Required actions:
- A) In the post about the broken boiler, starting at "I can see getting" and ending at "to deal with.", swap "builder" for "plumber" and write out that passage.
- B) Carry on the forum post about the boiler warranty dispute from its final sentence.

Text block:
= = = = =

FreshFreesias · 19/07/2019 20:56

I completed on the sale of my flat 2 months ago. I was happy to swap contact details with my buyer - it is nice to remain on friendly terms as I know how trepidatious it can be to move somewhere new and I was happy to answer any (reasonable) questions. Also the odd bit of mail might slip through the redirection so it’s helpful if they can forward anything.

All was quiet until a received a flurry of questions from the extremely irritating estate agent saying their boiler had broken down and asking me for information about who had installed it and where was the warranty etc. I explained that I had responded to their solicitor’s queries to their satisfaction at time of exchange, as it was a new build I had passed on a final completion certificate and gas safety certificate but hadn’t activated a warranty on the new boiler - something that had never occurred to me until that call, submerged as I was in all the other red tape selling a property involves.

I can see getting a boiler warranty would have been a good idea but really it was the job of the buyer’s solicitor to obtain all the necessary paperwork and if they’d asked then I would have done it. Anyway, the boiler had been installed for a few years and was in perfect working order when I left.

I gave the estate agent the contact details of my builder who I said might be able to shed some light on why the boiler had broken and emphasised that while I was sorry to hear about this, in the spirit of caveat emptor, their boiler problems were no longer mine to deal with.

= = = = =

Material supplied:

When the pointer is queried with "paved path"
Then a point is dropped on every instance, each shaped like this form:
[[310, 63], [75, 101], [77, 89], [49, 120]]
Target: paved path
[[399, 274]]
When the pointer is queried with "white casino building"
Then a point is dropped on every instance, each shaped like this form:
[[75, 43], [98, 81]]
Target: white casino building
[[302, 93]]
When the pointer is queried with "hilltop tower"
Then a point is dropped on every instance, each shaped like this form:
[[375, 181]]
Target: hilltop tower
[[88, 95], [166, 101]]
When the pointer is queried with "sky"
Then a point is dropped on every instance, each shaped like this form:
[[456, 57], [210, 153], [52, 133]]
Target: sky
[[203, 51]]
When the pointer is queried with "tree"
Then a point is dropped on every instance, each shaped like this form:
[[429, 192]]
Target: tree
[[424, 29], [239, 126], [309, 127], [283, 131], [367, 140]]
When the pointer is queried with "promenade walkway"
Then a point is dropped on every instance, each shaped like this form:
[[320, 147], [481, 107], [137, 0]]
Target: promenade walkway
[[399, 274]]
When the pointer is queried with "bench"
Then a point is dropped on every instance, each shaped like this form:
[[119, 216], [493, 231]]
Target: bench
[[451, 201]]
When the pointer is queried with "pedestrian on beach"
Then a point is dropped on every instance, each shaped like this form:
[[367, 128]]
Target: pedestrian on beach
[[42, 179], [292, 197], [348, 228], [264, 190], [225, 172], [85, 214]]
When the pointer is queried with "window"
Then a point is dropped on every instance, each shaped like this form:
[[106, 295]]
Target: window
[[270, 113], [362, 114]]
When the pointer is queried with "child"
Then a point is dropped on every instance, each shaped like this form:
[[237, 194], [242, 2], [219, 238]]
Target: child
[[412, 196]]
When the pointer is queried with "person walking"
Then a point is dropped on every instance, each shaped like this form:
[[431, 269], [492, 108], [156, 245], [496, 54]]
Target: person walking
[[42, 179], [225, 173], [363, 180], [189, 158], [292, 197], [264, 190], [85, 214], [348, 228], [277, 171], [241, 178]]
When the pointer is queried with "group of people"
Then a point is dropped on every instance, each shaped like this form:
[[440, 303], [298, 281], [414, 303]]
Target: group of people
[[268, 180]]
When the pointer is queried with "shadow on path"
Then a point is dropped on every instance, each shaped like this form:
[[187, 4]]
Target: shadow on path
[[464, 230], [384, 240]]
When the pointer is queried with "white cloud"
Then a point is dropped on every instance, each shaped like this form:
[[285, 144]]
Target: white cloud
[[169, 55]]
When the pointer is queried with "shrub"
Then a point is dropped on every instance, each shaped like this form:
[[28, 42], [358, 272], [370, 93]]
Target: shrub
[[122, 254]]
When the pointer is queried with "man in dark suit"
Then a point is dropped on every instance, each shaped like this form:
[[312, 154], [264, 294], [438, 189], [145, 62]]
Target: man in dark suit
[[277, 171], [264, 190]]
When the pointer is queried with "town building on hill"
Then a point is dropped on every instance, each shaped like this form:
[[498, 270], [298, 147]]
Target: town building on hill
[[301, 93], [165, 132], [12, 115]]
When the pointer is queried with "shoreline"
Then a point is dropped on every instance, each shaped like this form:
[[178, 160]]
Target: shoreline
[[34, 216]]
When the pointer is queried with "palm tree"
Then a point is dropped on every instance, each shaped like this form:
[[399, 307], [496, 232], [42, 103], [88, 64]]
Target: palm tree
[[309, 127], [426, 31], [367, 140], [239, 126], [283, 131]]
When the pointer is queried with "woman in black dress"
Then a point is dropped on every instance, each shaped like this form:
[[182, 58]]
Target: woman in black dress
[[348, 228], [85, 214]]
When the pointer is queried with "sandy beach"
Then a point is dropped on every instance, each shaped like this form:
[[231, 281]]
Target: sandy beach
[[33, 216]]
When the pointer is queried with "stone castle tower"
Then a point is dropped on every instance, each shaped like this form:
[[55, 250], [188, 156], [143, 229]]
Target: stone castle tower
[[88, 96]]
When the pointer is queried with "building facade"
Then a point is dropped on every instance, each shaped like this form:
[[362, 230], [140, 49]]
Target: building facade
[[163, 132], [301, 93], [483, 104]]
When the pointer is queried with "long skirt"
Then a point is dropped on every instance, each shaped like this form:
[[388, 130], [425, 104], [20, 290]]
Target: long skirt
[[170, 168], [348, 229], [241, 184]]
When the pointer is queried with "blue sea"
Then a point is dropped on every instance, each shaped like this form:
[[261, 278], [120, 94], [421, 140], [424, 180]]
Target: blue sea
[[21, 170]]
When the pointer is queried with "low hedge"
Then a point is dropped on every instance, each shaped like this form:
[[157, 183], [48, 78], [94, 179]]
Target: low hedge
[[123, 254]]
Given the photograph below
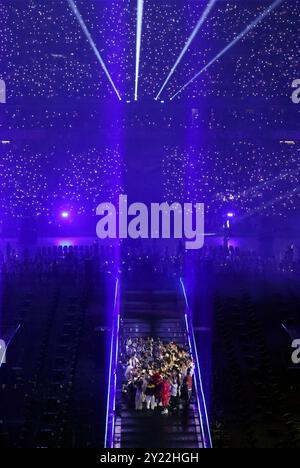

= = = = =

Expected results:
- A)
I can see getting a boiler warranty would have been a good idea but really it was the job of the buyer’s solicitor to obtain all the necessary paperwork and if they’d asked then I would have done it. Anyway, the boiler had been installed for a few years and was in perfect working order when I left.

I gave the estate agent the contact details of my plumber who I said might be able to shed some light on why the boiler had broken and emphasised that while I was sorry to hear about this, in the spirit of caveat emptor, their boiler problems were no longer mine to deal with.

- B)
A few days later I receive a very prickly missive from my buyer asking me to activate the warranty `as a matter of courtesy’ as apparently only I can do this. I said I had no objection to doing it but as the refurb was project managed by an architect (who ripped me off so badly that I’d rather pull out my teeth than have any further dealings with him), he was the only person who had access to required myriad details such as date of installation, name of installer and their CORGI ref and whether the moon was waxing or waning at the time.

She was also in a state of high dudgeon as the tricky neighbours had sent her a bill for redecoration agreed during my ownership which I’d clearly told them in writing to pass on to me after I moved but which they `mistakenly’ sent to her. I had made all this clear in the conveyancing forms to her and her solicitor but I told her I would settle the bill and not to worry as she had copied me in an email thread to them saying she was furious and trying to get hold of her solicitor for clarity.

I suspect if she had been a little more emollient and less entitled I might not have been so irritated. In her position I would have used charm and apology, realising I needed something from someone who really didn’t need to help me. I

I had to discount the property vastly to get a quick sale after years of tortuous building work and an architect who had nearly ruined me. I was so hugely relieved to sell, even at a vast loss, but to be plunged back into that terrible time after the amazing relief of being free from it has really rattled my cage.

To make things worse, I am dealing with a family bereavement so she hasn’t caught me at a good time.

I’ll be over it in a few days but just thought I’d have an anonymous vent on here. I mean, when does caveat emptor not mean caveat emptor?!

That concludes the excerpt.